Assignment: From the entries below, copy every line that holds the word "panel".

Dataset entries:
::::::::
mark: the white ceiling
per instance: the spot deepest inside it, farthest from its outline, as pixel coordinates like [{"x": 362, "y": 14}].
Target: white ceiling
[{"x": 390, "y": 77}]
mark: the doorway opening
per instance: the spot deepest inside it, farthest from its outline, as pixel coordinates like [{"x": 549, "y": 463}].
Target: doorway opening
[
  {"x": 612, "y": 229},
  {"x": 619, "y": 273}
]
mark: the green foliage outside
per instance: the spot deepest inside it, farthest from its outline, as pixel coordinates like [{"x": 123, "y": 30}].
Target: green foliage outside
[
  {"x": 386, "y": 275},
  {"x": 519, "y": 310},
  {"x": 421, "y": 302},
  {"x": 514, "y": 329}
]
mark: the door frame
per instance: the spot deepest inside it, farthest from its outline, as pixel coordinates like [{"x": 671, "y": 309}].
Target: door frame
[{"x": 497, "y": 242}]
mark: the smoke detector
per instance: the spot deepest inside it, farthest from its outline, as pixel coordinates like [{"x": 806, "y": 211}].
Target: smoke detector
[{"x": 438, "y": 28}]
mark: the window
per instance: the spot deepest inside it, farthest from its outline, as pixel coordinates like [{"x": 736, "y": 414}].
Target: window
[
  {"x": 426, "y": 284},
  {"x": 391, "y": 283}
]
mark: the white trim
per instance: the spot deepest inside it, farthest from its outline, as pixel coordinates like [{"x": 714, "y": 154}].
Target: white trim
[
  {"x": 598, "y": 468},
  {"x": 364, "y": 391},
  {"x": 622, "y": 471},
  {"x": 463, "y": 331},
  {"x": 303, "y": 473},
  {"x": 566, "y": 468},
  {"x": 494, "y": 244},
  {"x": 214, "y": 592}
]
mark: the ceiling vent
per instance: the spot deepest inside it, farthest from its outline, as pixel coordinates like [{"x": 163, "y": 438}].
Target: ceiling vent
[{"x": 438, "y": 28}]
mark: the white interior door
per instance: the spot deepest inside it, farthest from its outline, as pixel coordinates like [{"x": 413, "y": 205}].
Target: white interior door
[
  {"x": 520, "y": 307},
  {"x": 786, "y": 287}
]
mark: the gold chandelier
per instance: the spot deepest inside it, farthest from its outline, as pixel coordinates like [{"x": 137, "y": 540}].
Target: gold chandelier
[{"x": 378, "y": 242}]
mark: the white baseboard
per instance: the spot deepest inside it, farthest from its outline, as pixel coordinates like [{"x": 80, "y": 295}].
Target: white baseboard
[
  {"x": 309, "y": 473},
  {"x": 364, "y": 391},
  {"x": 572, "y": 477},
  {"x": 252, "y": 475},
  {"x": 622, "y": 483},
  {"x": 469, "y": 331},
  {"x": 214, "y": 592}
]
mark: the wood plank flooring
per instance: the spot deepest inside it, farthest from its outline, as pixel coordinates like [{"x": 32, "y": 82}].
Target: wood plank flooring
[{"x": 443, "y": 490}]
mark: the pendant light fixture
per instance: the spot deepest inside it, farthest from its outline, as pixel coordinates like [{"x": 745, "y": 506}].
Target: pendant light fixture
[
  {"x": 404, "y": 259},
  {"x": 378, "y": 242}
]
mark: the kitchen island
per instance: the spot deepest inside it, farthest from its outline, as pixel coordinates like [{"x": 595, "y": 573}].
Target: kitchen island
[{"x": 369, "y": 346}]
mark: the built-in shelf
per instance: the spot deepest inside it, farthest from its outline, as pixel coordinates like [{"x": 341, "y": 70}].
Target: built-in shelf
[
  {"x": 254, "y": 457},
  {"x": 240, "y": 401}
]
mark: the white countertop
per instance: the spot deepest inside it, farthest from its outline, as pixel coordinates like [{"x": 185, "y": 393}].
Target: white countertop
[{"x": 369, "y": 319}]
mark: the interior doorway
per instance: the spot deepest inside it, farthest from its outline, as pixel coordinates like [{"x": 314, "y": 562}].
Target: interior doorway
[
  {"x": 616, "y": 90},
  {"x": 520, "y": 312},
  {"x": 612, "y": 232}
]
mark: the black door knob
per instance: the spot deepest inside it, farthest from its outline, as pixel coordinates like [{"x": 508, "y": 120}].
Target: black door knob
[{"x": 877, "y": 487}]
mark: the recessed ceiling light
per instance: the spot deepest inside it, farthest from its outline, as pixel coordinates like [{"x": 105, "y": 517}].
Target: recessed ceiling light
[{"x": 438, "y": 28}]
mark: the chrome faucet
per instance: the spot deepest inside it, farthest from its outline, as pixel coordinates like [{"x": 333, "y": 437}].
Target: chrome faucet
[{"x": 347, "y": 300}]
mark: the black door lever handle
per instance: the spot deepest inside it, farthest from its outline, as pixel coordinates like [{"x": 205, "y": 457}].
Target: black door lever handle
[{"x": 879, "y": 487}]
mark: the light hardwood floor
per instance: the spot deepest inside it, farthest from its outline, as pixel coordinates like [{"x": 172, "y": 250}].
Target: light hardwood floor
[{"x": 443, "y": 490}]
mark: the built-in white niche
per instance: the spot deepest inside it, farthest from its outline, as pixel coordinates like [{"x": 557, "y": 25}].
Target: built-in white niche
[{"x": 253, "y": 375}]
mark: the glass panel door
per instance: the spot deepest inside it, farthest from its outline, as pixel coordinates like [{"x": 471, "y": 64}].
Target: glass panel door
::::::::
Result of the exercise:
mark: the glass panel door
Target: glass panel door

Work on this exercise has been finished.